• _Description of the task_: Condense the paragraph of the soil nitrogen abstract that begins "Determining the appropriate nitrogen (N) rate" into a short bulleted list that keeps its main facts.

*** Opening Extract provided ***

Flush of CO2 As a Short-Term Biological Indicator of Soil Nitrogen Mineralization in the Southeast.

Determining the appropriate nitrogen (N) rate is critical to farm economics and environmental protection. In North Carolina, N fertilizer recommendations are not modified by residual inorganic N or biologically active N, but only by realistic yield expectation set for each soil type by crop. However, due to increasingly popular conservation management practices such as cover cropping and no-till farming, residual N can remain in the soil in a biologically active form for potential plant uptake, resulting in greater supply of N than expected. Measuring biologically active carbon (C) is faster, more accurate, and less expensive than measuring biologically active N. Soil samples (120) were collected from field stations representing the three physiographic regions of North Carolina (coastal plain, piedmont, and mountains) to use in a greenhouse trial. Unfertilized Sorghum bicolor was planted for the greenhouse trial and harvested at 4 and 8 weeks. Dry matter accumulation and N concentration were measured, which allowed for determination of N uptake. Carbon mineralization, or the “flush of CO₂”, was measured for each soil, as was microbial biomass C using fumigation-incubation, prior to the greenhouse trial. Mean plant dry matter accumulation was linearly related to the flush of CO₂ with an r² of 0.78. Soil microbial biomass C was linearly related to the flush of CO₂ with an r² value of 0.80. These data, as well as total, particulate, and inorganic N, will contribute to a larger database of laboratory incubations and greenhouse trials to help understand nutrient dynamics and improve accuracy of fertilizer N recommendations in the Mid-Atlantic and southeastern USA.

*** Closing Extract provided ***
*** Opening Input data ***

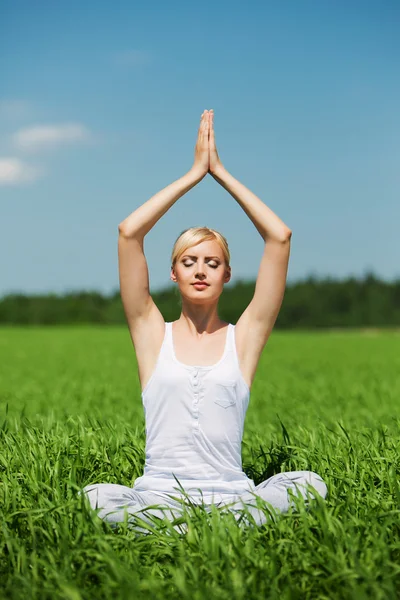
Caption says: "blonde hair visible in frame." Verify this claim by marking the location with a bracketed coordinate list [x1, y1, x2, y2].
[171, 227, 231, 268]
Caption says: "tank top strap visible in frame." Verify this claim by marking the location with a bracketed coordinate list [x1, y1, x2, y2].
[228, 323, 239, 367]
[165, 321, 173, 352]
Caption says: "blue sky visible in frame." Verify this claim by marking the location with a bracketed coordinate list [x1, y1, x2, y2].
[0, 0, 400, 295]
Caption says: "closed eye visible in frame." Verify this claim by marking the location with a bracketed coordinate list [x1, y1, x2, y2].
[183, 263, 218, 269]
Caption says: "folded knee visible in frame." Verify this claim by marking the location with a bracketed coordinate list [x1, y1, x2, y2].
[79, 484, 101, 509]
[307, 471, 328, 498]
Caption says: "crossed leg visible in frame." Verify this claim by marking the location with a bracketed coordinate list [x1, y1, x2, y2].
[222, 471, 328, 525]
[82, 483, 186, 529]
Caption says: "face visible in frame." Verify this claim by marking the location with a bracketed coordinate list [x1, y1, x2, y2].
[171, 240, 231, 303]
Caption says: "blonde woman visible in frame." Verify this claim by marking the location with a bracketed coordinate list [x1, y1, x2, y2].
[84, 110, 327, 524]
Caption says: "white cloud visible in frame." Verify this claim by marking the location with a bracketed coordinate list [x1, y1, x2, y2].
[0, 158, 44, 185]
[0, 99, 31, 119]
[113, 50, 151, 67]
[12, 123, 91, 151]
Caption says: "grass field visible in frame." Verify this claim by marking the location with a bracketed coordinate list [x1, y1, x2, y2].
[0, 327, 400, 600]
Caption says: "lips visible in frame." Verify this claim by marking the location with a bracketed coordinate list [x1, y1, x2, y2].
[193, 282, 209, 290]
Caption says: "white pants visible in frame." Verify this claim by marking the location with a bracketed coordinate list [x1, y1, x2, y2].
[82, 471, 327, 525]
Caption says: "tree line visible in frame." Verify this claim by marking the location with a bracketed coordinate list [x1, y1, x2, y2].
[0, 272, 400, 329]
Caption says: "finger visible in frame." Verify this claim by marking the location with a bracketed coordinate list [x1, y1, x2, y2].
[201, 111, 208, 138]
[210, 111, 215, 145]
[199, 111, 204, 135]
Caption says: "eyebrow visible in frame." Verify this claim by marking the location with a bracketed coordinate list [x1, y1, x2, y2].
[182, 254, 221, 260]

*** Closing Input data ***

• _Response to the task_:
- Choosing the right nitrogen (N) rate matters for farm economics and environmental protection.
- North Carolina bases N fertilizer recommendations only on realistic yield expectations by soil type and crop, not on residual inorganic or biologically active N.
- Cover cropping and no-till can leave residual, biologically active N in the soil, so plants may get more N than expected.
- Measuring biologically active carbon (C) is faster, more accurate, and cheaper than measuring biologically active N.
- 120 soil samples from North Carolina's coastal plain, piedmont, and mountains were used in a greenhouse trial with unfertilized Sorghum bicolor, harvested at 4 and 8 weeks.
- Dry matter and N concentration were measured to determine N uptake. Before the trial, the "flush of CO₂" and microbial biomass C (by fumigation-incubation) were measured for each soil.
- The flush of CO₂ was linearly related to mean plant dry matter (r² = 0.78) and to microbial biomass C (r² = 0.80).
- These data, along with total, particulate, and inorganic N, will feed a larger database meant to improve fertilizer N recommendations in the Mid-Atlantic and southeastern USA.